* **Stated exercise**
Extract the lines below word for word, without changing anything.

[Excerpts of pointing data]
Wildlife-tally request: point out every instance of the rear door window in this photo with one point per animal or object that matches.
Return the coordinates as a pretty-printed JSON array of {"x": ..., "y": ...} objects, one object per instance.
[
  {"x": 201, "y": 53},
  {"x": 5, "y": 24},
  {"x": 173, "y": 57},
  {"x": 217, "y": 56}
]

* **Response below**
Wildlife-tally request: point out every instance of the rear door window in this photo with one point per animal or object that matches.
Return the coordinates as a pretty-printed JSON array of {"x": ..., "y": ...} objects, one object per instance.
[
  {"x": 201, "y": 53},
  {"x": 5, "y": 24},
  {"x": 173, "y": 57},
  {"x": 217, "y": 56}
]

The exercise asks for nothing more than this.